WORK TO BE COMPLETED ::
Among the entries below, one line contains "Objective — for every instance of the yellowing" and another contains "Objective — for every instance of the shrub". Transcribe those two lines and every line between them, exactly.

Source data ::
****************

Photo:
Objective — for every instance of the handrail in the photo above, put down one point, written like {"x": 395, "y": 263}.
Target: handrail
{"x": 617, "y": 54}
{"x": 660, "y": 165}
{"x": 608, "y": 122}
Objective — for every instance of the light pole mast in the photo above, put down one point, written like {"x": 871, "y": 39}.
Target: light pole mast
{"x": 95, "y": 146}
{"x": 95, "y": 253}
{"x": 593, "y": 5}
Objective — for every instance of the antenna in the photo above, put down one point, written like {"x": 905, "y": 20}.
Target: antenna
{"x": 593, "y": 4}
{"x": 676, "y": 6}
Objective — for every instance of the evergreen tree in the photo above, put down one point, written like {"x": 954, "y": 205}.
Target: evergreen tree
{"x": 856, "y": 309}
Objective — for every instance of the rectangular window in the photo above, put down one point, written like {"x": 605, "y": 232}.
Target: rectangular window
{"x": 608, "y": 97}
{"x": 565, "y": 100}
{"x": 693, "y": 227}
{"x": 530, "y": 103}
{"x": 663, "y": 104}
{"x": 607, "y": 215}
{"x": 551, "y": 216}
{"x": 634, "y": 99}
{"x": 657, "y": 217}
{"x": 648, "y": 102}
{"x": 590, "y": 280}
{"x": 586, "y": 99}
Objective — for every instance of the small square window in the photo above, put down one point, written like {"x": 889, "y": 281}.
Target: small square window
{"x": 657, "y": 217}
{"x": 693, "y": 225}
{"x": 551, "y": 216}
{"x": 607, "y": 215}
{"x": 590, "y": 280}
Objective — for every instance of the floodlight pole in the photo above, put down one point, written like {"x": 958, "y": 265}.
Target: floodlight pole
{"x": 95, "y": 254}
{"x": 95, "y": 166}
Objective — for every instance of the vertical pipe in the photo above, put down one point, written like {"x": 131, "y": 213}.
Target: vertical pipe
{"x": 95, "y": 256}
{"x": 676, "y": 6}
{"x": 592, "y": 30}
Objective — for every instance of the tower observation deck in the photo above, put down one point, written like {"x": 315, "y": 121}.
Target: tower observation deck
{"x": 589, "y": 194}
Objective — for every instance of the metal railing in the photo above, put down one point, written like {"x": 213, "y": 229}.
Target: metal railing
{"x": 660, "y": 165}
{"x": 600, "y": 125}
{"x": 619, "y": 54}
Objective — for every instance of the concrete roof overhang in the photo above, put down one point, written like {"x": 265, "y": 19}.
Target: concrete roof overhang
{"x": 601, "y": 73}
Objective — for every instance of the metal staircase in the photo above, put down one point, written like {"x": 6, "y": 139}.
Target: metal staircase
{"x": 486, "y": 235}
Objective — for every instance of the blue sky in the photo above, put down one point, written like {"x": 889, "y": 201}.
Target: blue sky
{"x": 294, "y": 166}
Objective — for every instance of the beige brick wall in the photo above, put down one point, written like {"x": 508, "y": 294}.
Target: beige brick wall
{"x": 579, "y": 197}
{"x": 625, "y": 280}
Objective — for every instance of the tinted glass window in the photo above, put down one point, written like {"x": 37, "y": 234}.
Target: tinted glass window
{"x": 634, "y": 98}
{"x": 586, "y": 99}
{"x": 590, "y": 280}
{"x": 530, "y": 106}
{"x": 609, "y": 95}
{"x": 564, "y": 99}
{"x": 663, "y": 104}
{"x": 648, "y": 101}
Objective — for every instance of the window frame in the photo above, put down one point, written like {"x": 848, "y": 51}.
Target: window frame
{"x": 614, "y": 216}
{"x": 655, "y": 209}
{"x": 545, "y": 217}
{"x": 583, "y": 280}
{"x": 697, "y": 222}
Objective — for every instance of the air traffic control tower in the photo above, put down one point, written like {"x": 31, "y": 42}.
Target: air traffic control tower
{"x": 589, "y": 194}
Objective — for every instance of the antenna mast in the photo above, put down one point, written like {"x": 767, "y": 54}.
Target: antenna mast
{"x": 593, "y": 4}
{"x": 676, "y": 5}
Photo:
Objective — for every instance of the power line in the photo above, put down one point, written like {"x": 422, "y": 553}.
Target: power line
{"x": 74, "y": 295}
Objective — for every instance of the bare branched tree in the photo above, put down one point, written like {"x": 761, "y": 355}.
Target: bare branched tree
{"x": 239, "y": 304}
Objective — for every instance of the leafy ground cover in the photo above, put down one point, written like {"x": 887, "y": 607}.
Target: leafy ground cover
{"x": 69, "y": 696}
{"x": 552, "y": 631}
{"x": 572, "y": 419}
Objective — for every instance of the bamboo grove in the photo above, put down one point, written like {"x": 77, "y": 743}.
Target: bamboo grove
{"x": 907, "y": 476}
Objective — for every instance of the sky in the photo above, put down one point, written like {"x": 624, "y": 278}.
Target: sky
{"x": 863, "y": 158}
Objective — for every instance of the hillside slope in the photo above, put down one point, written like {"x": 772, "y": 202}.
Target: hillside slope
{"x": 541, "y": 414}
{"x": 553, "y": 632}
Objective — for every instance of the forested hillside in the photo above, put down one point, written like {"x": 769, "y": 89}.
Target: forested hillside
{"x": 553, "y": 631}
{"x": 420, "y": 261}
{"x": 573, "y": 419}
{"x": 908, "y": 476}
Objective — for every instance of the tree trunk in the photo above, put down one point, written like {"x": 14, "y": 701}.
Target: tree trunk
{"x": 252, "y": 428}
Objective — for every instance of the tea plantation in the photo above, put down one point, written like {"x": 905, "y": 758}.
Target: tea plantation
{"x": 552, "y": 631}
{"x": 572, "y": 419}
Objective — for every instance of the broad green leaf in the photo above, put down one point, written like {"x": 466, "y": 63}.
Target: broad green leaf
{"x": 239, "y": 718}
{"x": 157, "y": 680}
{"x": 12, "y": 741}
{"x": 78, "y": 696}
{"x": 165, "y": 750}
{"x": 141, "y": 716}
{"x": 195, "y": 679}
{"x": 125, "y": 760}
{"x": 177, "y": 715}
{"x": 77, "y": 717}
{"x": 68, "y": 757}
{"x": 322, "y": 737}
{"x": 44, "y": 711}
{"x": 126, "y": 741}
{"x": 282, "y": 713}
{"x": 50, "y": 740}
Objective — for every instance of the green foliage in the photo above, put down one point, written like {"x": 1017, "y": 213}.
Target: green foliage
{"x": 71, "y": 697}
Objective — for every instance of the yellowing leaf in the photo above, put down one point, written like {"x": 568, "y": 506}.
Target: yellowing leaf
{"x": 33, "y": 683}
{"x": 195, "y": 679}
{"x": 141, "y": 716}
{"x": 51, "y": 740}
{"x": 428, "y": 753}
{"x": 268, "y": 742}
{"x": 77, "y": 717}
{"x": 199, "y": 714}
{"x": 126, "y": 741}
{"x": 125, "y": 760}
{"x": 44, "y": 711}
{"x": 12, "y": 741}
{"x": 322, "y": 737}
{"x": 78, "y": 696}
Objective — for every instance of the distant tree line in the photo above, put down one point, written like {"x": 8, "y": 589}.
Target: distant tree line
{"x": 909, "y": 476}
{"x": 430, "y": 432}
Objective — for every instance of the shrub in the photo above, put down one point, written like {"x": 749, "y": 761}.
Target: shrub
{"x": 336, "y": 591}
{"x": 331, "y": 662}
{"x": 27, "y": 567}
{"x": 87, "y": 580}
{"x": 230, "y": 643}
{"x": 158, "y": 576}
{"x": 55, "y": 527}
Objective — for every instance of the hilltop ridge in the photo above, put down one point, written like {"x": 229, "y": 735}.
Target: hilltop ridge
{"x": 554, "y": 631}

****************

EXERCISE OUTPUT ::
Objective — for every instance of the yellowing leaf in the photo above, put down one point, written like {"x": 568, "y": 506}.
Target: yellowing leaf
{"x": 33, "y": 683}
{"x": 195, "y": 679}
{"x": 141, "y": 716}
{"x": 51, "y": 740}
{"x": 428, "y": 753}
{"x": 268, "y": 742}
{"x": 77, "y": 717}
{"x": 199, "y": 714}
{"x": 126, "y": 741}
{"x": 125, "y": 760}
{"x": 44, "y": 711}
{"x": 12, "y": 741}
{"x": 322, "y": 737}
{"x": 78, "y": 696}
Objective — for every instance of the distant tree line in the photo above, put down one point, written like {"x": 8, "y": 589}.
Target: distant tree line
{"x": 909, "y": 476}
{"x": 430, "y": 432}
Objective — for every instance of the shrub in the photo above, put down one point, written like {"x": 749, "y": 761}.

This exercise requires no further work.